- DOCUMENT SECTION

Evolutionists have conveniently—and now science confirms quite wrongly—considered non-coding DNA for which they did not know a function to be useless leftover evolutionary “junk.” This discovery now demonstrates that even coding DNA has an additional regulatory code embedded within it.
“Junk” DNA is not junk and the genetic code is not “degenerate!” says Dr. Purdom:
Once again we see an example of codons not being “redundant” and the genetic code not being “degenerate.” Although multiple codons may code for the same amino acid, the codons have other functions too and so the specific codon is important.
This is not the first or even the second time DNA has been found to contain far more information than once thought, says Dr. Purdom. There are multidimensional layers of information that affect not only translation into proteins but transcription itself:
It was discovered late last year that some codons, called duons, not only code for an amino acid but also have regulatory functions that affect transcription—copying genes from DNA into RNA. This dual functionality of codons leaves very little “wiggle room” for evolution and seriously constrains it.

- LIST OF TASKS
**1.** In the passage on DNA codons, what are the codons called that both code for an amino acid and have regulatory functions affecting transcription?
**2.** Transcribe the passage on DNA codons word for word, starting at "Evolutionists have conveniently—and" and ending at "embedded within it.".

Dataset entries
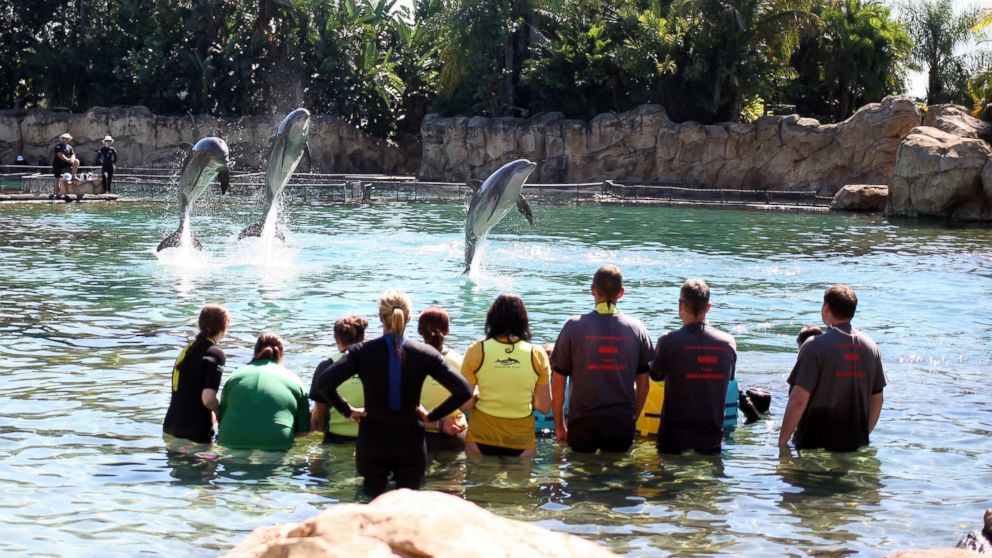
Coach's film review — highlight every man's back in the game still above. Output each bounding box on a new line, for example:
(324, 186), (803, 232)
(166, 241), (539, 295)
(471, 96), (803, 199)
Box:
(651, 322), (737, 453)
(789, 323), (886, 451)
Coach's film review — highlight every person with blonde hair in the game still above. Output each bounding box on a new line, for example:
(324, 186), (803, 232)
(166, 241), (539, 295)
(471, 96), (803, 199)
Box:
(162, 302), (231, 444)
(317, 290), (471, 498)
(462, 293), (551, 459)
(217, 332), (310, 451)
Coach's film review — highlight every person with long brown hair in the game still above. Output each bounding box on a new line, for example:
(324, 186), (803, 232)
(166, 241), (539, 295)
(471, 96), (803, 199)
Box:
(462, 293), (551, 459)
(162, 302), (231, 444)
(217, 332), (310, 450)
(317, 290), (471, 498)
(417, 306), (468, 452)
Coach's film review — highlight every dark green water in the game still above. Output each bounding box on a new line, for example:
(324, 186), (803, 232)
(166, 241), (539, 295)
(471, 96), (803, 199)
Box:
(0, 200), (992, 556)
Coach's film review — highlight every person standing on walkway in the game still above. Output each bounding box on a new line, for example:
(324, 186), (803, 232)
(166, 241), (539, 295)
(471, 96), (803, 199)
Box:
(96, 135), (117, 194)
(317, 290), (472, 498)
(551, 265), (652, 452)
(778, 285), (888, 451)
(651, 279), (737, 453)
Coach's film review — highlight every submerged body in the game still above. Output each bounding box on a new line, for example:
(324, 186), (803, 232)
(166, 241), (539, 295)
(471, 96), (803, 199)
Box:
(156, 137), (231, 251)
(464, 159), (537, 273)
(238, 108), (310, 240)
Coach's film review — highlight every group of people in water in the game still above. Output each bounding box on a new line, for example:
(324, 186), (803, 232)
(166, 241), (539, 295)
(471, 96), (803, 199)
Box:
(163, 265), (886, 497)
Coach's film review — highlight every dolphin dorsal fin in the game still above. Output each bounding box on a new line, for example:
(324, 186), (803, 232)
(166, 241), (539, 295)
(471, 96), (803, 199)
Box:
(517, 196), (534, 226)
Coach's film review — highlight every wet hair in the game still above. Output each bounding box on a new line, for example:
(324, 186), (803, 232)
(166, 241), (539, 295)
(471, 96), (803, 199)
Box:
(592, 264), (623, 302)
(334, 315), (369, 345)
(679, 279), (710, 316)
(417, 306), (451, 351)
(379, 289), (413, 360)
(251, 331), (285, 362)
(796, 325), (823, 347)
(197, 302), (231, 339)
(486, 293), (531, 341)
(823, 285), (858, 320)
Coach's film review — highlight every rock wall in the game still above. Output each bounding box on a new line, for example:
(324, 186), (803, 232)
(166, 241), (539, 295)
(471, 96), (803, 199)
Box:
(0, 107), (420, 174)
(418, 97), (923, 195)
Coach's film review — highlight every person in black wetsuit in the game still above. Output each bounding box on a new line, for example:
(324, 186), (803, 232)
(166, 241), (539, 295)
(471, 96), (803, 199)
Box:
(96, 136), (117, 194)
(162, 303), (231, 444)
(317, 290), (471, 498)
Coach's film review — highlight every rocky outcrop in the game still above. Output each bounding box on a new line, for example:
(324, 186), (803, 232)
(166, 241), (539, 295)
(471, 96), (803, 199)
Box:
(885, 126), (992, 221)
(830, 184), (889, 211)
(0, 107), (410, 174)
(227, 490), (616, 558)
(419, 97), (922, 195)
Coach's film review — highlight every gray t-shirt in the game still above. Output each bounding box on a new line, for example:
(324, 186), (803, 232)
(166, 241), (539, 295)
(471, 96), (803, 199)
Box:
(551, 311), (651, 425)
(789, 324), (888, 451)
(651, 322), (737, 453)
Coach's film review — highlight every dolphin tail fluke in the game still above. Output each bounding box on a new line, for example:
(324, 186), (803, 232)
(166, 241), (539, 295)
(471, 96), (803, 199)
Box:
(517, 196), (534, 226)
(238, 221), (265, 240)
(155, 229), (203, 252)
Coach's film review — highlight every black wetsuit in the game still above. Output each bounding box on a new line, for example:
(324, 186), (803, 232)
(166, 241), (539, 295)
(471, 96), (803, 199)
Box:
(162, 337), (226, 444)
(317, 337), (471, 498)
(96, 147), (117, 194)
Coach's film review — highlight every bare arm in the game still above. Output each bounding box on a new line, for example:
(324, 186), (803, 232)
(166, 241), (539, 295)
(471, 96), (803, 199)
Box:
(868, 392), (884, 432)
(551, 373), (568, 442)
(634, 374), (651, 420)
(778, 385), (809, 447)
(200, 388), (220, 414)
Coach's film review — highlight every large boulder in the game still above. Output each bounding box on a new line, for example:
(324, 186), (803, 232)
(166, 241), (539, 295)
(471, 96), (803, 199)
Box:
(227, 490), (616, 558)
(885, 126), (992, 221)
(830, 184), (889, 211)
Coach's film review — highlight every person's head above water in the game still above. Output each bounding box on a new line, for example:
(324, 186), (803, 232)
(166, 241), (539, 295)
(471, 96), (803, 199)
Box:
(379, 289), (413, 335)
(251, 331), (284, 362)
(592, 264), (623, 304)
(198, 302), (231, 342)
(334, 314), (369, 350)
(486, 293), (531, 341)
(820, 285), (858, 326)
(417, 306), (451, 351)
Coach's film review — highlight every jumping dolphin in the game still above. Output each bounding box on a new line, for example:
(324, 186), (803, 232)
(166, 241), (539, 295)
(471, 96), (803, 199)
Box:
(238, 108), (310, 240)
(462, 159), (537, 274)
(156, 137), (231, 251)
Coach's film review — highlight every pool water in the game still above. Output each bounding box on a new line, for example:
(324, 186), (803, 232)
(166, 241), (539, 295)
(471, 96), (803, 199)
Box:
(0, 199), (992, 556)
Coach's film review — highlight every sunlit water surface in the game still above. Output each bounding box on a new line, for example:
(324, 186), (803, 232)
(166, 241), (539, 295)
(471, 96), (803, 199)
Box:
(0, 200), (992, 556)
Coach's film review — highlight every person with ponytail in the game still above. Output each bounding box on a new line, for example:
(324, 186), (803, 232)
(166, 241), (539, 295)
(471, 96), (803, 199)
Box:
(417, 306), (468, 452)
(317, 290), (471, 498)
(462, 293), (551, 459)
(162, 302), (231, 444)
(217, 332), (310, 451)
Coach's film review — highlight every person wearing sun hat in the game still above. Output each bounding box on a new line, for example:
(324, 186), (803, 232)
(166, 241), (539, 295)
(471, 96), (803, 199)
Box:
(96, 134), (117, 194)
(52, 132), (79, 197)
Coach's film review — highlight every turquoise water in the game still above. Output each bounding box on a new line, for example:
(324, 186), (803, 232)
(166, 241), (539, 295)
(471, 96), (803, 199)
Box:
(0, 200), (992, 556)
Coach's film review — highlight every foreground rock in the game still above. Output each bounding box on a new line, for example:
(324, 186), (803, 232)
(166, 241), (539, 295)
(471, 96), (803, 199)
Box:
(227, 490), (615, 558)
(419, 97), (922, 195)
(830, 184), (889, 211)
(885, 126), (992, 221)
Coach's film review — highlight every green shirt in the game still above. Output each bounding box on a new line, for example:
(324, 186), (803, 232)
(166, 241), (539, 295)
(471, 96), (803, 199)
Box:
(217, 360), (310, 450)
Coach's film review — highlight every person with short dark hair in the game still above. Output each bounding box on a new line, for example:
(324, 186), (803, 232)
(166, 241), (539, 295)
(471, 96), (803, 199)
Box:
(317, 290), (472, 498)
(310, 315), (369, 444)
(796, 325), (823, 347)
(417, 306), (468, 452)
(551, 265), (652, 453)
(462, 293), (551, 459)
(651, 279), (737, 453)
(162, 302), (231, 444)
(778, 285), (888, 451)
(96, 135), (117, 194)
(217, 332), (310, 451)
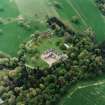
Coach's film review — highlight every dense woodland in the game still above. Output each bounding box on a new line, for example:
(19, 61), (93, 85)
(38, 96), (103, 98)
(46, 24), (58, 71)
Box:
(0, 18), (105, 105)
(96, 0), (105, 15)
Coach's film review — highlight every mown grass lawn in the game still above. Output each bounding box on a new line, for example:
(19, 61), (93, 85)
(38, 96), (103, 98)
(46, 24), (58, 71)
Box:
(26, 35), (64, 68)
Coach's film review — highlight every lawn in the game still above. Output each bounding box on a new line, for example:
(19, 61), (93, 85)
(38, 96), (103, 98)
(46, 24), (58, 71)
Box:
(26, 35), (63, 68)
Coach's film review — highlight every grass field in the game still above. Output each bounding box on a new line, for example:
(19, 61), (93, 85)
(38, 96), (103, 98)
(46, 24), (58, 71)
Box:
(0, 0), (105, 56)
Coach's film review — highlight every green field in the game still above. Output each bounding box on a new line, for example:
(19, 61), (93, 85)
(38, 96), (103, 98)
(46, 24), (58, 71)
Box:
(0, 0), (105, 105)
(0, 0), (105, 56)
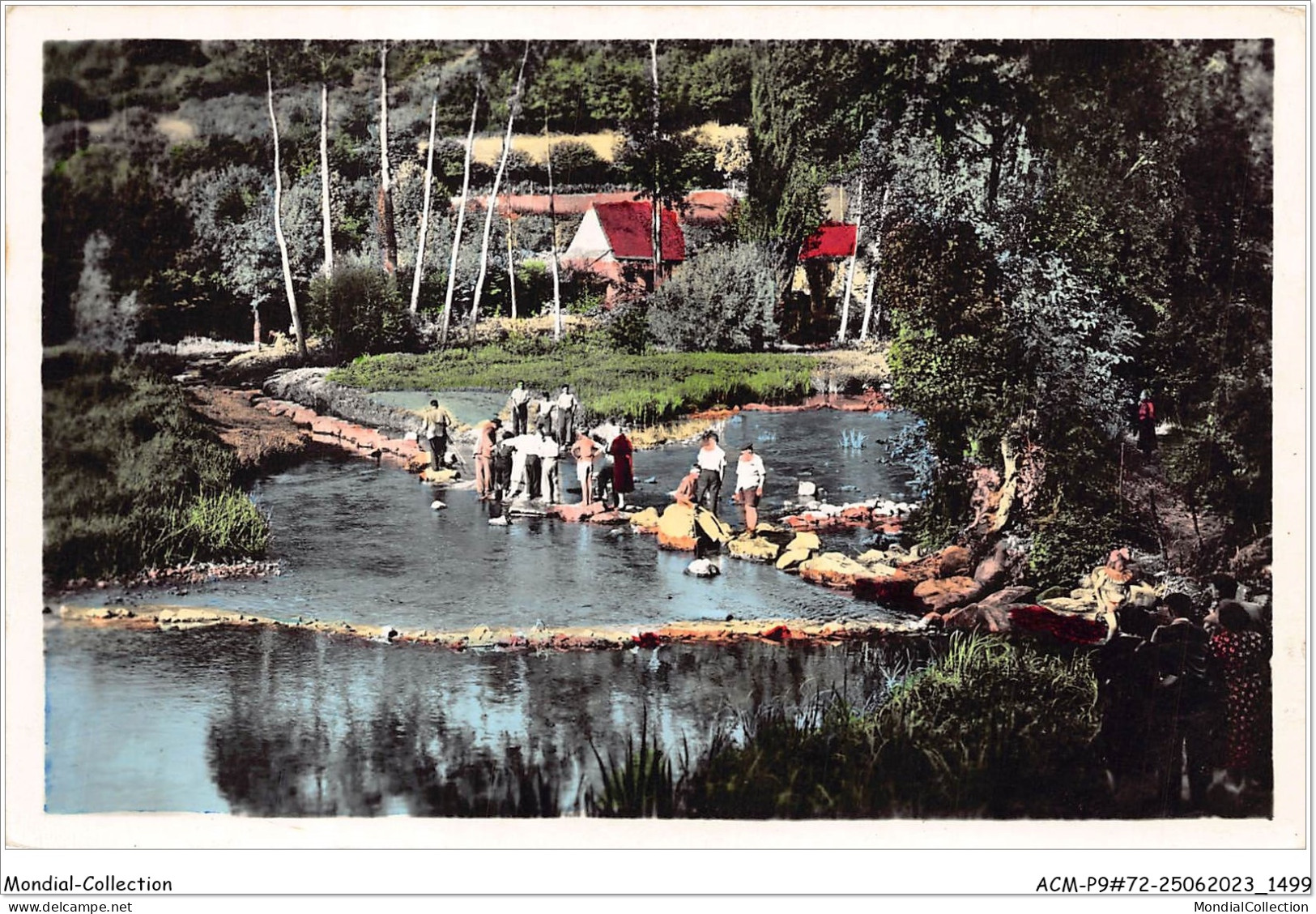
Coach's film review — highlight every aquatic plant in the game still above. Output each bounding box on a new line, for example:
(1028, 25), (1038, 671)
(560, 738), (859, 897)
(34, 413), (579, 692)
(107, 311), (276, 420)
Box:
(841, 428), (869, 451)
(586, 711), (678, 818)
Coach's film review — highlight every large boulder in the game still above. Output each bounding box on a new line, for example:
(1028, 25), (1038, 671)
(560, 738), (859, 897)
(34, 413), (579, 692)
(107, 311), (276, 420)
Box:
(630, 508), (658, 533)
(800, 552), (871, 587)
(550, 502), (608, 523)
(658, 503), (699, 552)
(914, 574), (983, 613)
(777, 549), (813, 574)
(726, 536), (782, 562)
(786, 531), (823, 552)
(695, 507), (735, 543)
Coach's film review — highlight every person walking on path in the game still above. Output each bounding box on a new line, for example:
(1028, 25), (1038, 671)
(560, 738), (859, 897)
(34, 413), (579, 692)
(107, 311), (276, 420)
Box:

- TASK-BY-TASK ANSWERS
**1.** Duons.

**2.**
Evolutionists have conveniently—and now science confirms quite wrongly—considered non-coding DNA for which they did not know a function to be useless leftover evolutionary “junk.” This discovery now demonstrates that even coding DNA has an additional regulatory code embedded within it.